**The request**
Rescale the lines starting at the one that contains "Where can you see the person" and ending at the last line of the entries. Write each of these lines again, requests included, with every coordinate in the answers multiplied by 1.25 and rounded to a whole number, halves rounded up.

**Supplied data**
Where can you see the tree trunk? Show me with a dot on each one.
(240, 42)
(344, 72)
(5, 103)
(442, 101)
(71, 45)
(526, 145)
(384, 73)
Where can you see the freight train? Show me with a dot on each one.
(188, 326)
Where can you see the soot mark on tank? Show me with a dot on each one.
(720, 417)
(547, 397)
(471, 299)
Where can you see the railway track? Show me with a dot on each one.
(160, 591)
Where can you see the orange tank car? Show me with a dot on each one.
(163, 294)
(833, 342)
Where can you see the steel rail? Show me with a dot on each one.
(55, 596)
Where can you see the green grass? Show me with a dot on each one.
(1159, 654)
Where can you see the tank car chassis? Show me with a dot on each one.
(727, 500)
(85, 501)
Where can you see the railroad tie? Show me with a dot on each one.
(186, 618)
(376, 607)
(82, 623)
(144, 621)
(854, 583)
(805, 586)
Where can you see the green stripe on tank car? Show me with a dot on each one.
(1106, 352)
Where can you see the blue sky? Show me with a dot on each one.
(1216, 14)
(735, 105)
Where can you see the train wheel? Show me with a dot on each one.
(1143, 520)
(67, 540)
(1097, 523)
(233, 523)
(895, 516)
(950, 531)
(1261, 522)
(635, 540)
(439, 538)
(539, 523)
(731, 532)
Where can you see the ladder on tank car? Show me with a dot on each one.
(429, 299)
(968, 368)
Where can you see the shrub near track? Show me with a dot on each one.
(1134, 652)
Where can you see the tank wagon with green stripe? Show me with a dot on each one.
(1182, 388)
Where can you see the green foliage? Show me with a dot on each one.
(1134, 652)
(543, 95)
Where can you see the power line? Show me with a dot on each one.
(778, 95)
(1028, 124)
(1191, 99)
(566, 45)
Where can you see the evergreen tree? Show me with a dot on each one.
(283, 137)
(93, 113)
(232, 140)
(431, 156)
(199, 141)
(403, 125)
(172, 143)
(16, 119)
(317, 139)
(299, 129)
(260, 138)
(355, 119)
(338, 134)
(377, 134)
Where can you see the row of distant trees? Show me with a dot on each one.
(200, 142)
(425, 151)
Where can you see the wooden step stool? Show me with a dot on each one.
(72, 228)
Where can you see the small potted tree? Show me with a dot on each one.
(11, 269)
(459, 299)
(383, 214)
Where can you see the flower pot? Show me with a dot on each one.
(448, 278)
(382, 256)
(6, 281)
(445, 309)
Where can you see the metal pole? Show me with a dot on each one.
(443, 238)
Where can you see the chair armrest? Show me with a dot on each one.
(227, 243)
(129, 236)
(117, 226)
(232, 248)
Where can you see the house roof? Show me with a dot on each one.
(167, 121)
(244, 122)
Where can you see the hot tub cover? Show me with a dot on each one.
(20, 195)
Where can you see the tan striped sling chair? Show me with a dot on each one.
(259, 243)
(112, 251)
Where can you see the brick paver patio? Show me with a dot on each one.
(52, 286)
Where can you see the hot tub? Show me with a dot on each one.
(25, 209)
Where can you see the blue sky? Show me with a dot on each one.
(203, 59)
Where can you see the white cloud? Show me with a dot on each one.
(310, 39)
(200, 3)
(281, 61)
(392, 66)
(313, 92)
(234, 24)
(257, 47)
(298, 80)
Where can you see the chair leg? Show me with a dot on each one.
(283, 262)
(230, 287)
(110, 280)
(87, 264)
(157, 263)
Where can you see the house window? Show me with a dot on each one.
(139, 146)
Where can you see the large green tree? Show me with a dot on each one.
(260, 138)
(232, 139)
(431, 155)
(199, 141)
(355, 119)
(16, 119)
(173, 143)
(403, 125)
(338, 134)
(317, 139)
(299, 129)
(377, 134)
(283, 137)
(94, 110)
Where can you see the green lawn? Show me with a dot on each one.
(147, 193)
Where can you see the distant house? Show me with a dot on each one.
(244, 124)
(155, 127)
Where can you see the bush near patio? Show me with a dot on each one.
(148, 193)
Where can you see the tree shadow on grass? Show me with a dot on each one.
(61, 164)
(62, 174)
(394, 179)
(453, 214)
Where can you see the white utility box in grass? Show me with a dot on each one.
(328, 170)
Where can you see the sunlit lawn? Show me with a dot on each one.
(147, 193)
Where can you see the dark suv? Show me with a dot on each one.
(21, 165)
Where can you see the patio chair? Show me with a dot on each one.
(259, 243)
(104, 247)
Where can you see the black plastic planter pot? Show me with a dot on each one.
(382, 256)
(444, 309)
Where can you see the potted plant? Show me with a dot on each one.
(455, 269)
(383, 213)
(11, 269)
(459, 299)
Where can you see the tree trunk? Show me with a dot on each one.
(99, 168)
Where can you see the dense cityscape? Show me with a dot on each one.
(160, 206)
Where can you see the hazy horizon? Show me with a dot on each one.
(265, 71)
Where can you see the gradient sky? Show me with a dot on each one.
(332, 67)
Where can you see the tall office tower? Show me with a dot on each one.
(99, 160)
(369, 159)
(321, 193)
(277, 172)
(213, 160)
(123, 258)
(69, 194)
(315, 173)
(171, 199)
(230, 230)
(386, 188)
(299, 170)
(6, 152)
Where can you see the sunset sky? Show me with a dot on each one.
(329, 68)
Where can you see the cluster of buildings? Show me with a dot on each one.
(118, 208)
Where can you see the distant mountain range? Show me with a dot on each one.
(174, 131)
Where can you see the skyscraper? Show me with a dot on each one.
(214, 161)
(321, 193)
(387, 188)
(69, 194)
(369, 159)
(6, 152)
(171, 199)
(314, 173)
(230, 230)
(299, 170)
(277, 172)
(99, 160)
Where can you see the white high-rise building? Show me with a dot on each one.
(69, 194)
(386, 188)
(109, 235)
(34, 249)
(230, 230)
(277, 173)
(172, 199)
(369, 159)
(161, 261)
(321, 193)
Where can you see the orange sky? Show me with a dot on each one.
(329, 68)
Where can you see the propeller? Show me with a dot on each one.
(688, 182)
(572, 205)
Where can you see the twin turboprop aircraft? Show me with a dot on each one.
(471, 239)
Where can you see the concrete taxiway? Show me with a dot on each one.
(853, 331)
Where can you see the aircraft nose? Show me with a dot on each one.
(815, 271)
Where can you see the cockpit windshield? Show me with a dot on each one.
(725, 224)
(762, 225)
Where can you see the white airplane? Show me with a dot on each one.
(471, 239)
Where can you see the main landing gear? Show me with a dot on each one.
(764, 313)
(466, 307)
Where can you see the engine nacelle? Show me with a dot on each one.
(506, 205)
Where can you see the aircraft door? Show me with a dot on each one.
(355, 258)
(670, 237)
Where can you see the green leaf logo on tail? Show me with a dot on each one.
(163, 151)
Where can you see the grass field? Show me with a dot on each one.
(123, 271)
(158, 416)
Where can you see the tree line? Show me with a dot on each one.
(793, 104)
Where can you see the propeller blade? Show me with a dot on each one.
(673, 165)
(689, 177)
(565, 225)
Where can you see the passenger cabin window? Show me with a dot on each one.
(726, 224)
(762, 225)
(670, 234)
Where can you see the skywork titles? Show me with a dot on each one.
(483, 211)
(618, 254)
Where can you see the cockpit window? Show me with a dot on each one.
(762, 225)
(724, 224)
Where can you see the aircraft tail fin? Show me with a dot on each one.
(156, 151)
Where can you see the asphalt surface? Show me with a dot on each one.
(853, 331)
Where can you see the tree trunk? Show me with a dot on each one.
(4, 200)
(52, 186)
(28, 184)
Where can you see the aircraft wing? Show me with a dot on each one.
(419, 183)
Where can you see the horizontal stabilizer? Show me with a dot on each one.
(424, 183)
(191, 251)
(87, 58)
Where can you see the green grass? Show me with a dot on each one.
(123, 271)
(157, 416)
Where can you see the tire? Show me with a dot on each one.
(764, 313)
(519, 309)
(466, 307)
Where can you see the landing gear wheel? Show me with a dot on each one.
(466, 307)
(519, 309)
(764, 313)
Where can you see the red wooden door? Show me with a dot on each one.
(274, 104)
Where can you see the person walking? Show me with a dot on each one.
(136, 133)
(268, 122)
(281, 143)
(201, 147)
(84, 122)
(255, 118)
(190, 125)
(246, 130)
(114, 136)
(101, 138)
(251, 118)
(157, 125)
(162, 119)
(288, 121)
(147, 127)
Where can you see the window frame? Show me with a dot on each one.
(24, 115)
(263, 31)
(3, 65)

**Complete output**
Where can you see the person walking? Show me with a dot on each one.
(170, 166)
(335, 153)
(351, 179)
(251, 184)
(105, 153)
(319, 148)
(238, 156)
(308, 163)
(143, 170)
(126, 173)
(314, 148)
(196, 156)
(203, 149)
(360, 151)
(184, 159)
Where can you see the window frame? Show me with a dot on each one.
(30, 144)
(329, 39)
(4, 81)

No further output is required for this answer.